#### What you are asked to do
Convert the lines below into a JSON list of strings, one string per line, skipping blank lines and leaving out the pictures.
— Begin The records —
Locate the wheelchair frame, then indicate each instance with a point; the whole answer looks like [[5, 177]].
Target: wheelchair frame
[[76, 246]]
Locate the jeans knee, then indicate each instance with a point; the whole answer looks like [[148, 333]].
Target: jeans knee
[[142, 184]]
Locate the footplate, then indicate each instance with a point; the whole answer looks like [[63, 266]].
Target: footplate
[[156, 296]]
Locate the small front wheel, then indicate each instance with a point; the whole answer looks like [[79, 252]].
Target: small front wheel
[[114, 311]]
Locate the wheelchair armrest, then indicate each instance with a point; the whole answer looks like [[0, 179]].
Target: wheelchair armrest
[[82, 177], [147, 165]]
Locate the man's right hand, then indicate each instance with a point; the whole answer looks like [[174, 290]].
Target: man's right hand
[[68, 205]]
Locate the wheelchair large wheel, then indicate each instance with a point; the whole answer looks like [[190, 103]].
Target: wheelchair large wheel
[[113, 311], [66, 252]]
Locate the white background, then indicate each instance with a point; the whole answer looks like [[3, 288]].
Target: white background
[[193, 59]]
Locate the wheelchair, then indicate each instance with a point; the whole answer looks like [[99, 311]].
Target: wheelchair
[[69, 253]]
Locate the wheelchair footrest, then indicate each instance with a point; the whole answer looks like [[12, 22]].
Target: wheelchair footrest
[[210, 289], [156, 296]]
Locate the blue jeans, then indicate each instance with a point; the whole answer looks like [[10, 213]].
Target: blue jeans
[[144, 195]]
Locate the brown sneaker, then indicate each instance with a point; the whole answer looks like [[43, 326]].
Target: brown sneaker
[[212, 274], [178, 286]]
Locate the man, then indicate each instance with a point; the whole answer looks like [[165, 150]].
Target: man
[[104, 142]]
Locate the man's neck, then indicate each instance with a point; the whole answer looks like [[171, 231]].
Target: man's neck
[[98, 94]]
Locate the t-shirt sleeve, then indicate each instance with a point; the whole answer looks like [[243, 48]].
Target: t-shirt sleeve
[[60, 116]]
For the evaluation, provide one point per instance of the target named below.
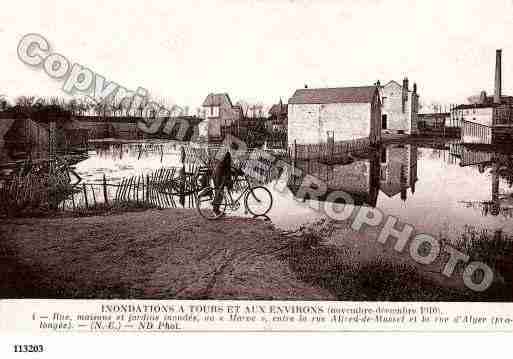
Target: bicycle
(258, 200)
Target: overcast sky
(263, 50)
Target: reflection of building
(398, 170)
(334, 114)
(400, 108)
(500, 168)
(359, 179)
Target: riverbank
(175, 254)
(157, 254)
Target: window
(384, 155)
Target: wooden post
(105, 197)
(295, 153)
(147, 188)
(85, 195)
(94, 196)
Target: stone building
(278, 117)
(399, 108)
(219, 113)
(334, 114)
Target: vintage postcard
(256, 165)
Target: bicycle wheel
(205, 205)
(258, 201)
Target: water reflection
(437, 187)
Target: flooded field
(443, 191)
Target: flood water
— End The records —
#### Solution to the exercise
[
  "Locate the wheelchair frame, then indicate each instance with a point; the whole answer looks like [[5, 177]].",
  "Target: wheelchair frame",
  "[[76, 246]]",
  "Locate the jeans knee, then indicate each instance with a point; the whole answer looks like [[148, 333]].",
  "Target: jeans knee",
  "[[142, 184]]",
  "Locate the footplate, then indicate each instance with a point; the whole answer looks like [[63, 266]].",
  "Target: footplate",
  "[[156, 296]]",
  "Locate the small front wheel, then indicate each instance with a point; the whole answer looks like [[79, 252]].",
  "Target: small front wheel",
  "[[114, 311]]",
  "Locate the wheelchair armrest, then indicate each instance with a point; the whole answer looks like [[0, 179]].",
  "Target: wheelchair armrest",
  "[[82, 177], [147, 165]]",
  "Locate the man's right hand, then indicate each instance with a point; the whole answer looks like [[174, 290]].",
  "Target: man's right hand",
  "[[68, 205]]",
  "Locate the wheelchair large wheel, then indicate each instance with a point; the whole answer looks like [[190, 103]].",
  "Target: wheelchair large wheel",
  "[[113, 311], [66, 252]]",
  "Locate the white background, then indicate each instance with a point; the whole answer looks like [[3, 288]].",
  "Target: white background",
  "[[193, 59]]",
  "Locate the wheelchair, then indicate each instance with a point; the whole answer looks like [[99, 311]].",
  "Target: wheelchair",
  "[[69, 253]]",
  "Locate the wheelchair footrest, then indicate each instance with a point; the whole answer looks like [[12, 22]].",
  "Target: wheelchair footrest",
  "[[210, 289], [156, 296]]",
  "Locate the blue jeans, then indicate each instance with a point; the whole answer looks like [[10, 213]].",
  "Target: blue jeans",
  "[[144, 195]]",
  "Locate the brown sneaker, then indicate each instance with a point; the whole answer looks like [[43, 326]].",
  "Target: brown sneaker",
  "[[212, 274], [178, 286]]",
  "Locate the man, then indicate each instance with a point; the whole answer looks like [[165, 150]].",
  "Target: man",
  "[[104, 142]]",
  "Locate the man's neck, then indicate each instance with a point; the whole answer looks like [[171, 231]].",
  "Target: man's neck",
  "[[98, 94]]",
  "Locate the t-shirt sleeve, then indicate each instance with a point; the whole answer looks like [[243, 48]].",
  "Target: t-shirt sleeve",
  "[[60, 116]]",
  "For the evaluation, provide one point per instance of the target named below.",
  "Target: bicycle",
  "(258, 200)",
  "Target: overcast sky",
  "(263, 50)",
  "Target: reflection of building",
  "(398, 170)",
  "(334, 114)",
  "(400, 108)",
  "(500, 168)",
  "(359, 179)",
  "Target: riverbank",
  "(175, 254)",
  "(157, 254)",
  "Target: window",
  "(384, 155)",
  "Target: wooden post",
  "(105, 197)",
  "(295, 153)",
  "(147, 188)",
  "(85, 195)",
  "(94, 196)",
  "Target: stone building",
  "(278, 117)",
  "(399, 108)",
  "(219, 113)",
  "(334, 114)",
  "Target: vintage postcard",
  "(256, 165)",
  "Target: bicycle wheel",
  "(205, 205)",
  "(258, 201)",
  "Target: water reflection",
  "(437, 187)",
  "Target: flooded field",
  "(443, 191)",
  "Target: flood water"
]